▶ [INSTRUCTIONS FOR THE TASK]:
Pick out the lines below that include the string "black".

▶ [SOURCE RECORDS]:
·····
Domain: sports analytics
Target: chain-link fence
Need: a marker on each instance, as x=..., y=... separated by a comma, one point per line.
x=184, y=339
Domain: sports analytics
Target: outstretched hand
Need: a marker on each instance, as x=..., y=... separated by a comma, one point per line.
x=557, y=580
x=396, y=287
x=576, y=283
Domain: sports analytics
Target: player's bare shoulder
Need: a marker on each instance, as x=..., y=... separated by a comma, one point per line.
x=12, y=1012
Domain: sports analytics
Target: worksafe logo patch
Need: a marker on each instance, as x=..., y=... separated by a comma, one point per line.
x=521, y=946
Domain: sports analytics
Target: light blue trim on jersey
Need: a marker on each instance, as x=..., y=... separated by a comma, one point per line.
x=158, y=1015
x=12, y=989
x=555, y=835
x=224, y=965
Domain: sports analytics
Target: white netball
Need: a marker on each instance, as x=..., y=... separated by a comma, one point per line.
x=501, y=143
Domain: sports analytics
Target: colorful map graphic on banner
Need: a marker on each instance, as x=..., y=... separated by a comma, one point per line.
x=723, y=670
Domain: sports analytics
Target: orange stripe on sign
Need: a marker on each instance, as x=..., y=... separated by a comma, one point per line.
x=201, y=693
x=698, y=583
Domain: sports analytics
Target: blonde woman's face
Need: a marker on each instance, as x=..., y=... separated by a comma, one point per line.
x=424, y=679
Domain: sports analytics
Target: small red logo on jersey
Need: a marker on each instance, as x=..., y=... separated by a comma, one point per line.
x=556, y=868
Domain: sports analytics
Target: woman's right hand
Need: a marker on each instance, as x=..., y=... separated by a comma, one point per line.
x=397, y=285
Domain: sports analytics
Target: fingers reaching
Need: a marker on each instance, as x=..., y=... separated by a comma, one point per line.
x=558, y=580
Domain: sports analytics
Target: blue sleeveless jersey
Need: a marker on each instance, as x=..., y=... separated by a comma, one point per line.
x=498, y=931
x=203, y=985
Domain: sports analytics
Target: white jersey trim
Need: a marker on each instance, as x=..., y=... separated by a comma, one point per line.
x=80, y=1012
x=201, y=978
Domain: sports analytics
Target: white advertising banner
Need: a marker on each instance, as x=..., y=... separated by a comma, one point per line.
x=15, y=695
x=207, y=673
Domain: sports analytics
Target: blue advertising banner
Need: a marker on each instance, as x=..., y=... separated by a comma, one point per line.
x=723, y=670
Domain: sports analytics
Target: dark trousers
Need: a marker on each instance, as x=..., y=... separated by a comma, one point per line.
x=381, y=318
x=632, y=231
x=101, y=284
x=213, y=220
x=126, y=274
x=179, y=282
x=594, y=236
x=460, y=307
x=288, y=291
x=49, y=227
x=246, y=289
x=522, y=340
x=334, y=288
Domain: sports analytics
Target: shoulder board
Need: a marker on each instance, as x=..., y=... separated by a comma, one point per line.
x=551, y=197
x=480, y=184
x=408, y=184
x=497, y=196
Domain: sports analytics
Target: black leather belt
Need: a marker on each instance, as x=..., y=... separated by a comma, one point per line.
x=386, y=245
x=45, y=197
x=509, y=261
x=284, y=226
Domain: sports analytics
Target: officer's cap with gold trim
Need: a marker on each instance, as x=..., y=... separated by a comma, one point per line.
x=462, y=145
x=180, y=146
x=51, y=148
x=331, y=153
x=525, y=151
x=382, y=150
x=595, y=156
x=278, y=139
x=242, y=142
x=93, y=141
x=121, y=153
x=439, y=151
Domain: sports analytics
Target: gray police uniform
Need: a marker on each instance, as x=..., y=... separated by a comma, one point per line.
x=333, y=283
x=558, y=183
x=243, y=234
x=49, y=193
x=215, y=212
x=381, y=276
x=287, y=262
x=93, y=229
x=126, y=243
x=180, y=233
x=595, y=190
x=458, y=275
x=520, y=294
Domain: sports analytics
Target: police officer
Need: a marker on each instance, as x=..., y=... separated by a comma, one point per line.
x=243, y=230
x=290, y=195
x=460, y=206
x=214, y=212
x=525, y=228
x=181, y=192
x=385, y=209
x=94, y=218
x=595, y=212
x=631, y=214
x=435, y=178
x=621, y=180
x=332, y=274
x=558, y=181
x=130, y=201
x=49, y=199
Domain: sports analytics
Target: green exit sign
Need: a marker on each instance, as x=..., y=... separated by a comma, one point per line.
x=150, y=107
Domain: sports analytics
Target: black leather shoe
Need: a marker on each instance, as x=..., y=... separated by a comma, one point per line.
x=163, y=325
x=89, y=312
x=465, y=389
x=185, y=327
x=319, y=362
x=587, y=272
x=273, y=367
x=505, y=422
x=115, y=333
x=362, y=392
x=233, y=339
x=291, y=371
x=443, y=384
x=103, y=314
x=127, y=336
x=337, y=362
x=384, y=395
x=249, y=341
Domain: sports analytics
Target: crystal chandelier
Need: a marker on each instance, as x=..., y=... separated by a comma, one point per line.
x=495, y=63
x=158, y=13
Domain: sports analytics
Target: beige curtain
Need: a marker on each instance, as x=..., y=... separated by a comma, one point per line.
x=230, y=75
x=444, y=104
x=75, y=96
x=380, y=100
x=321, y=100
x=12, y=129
·····
▶ [ANSWER TO THIS TASK]:
Target: black leather belt
Target: black leather shoe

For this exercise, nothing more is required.